═════ SUPPLIED PASSAGE ═════

Zellweger has sung in films before, most memorably as Roxie Hart in the 2002 adaptation of “Chicago.” But she says she was scared when Goold requested that she belt out Garland’s classics on set instead of in a studio prior to filming.
“There was a little bit of freedom in knowing that there were nights where there were some misses and compromise and inability to access her full instrument,” Zellweger acknowledges, referring to the decline in Garland’s vocal abilities at that point in her career. “So having that in the back of my mind was very liberating. I could just be. It also probably brought a little bit of truth to the experience, because from my understanding, she was afraid that she would not perform at the level to which people had expected from her and she experienced stage fright. So the mix made it very real and true.”
While “Judy” focuses primarily on Garland’s final year, the movie does include flashbacks to her youth, beginning in 1939, when she’s a 16-year-old overworked child actor (played by Darci Shaw). Unlike in the play, Edge says he wanted to include a glimpse of Garland’s adolescence in the film to give the audience a sense of everything the performer overcame in her life. Louis B. Mayer, the MGM studio head who employed Garland, referred to her as his “little hunchback,” and the actress revealed later in her life that he touched her inappropriately.

═════ RECORD SET ═════

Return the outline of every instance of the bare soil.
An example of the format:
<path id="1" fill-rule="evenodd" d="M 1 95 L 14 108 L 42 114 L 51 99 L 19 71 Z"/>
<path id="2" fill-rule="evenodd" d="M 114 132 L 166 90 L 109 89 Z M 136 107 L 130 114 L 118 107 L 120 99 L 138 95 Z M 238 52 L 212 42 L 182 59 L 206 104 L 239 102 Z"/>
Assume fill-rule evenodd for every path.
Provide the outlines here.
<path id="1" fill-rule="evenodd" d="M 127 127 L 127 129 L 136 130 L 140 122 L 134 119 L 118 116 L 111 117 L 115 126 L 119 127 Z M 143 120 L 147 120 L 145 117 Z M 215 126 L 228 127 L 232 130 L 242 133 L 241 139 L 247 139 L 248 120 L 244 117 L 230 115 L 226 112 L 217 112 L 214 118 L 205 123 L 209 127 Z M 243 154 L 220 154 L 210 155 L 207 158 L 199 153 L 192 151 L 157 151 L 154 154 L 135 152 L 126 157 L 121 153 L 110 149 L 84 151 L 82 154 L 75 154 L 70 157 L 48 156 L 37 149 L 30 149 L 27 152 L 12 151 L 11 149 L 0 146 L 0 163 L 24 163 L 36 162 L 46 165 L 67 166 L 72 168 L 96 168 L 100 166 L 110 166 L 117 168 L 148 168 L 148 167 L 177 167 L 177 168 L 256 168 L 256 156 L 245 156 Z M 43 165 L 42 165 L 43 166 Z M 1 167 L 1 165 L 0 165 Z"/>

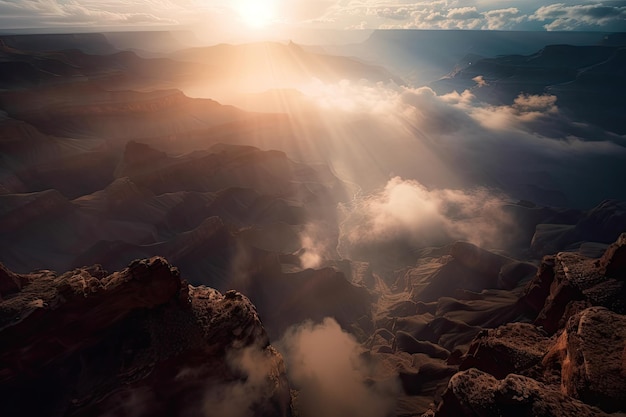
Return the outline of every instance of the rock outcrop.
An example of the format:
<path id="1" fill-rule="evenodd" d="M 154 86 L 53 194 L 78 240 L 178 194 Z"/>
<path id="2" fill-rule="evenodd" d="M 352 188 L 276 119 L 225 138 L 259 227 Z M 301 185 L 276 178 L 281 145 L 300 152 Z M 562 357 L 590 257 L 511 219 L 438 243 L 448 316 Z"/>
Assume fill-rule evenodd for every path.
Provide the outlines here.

═════

**ACTIVITY A:**
Check each statement against the text about the film "Judy." For each, answer yes or no and quote the exact words of the text that decide it.
(i) Zellweger played Roxie Hart in the 2002 adaptation of "Chicago."
(ii) Goold asked Zellweger to record Garland's songs in a studio before filming.
(iii) Darci Shaw plays the teenage Garland in the flashbacks.
**ACTIVITY B:** According to the text about the film "Judy," in what year do the film's flashbacks to Garland's youth begin?
**ACTIVITY C:** Please swap "scared" for "nervous" in the text about the film "Judy," starting with "Zellweger has sung" and going on through "prior to filming.".

**ANSWER SECTION A:**
(i) Yes: "most memorably as Roxie Hart in the 2002 adaptation of “Chicago.”"
(ii) No: "belt out Garland’s classics on set instead of in a studio prior to filming"
(iii) Yes: "when she’s a 16-year-old overworked child actor (played by Darci Shaw)"

**ANSWER SECTION B:** The flashbacks begin in 1939.

**ANSWER SECTION C:**
Zellweger has sung in films before, most memorably as Roxie Hart in the 2002 adaptation of “Chicago.” But she says she was nervous when Goold requested that she belt out Garland’s classics on set instead of in a studio prior to filming.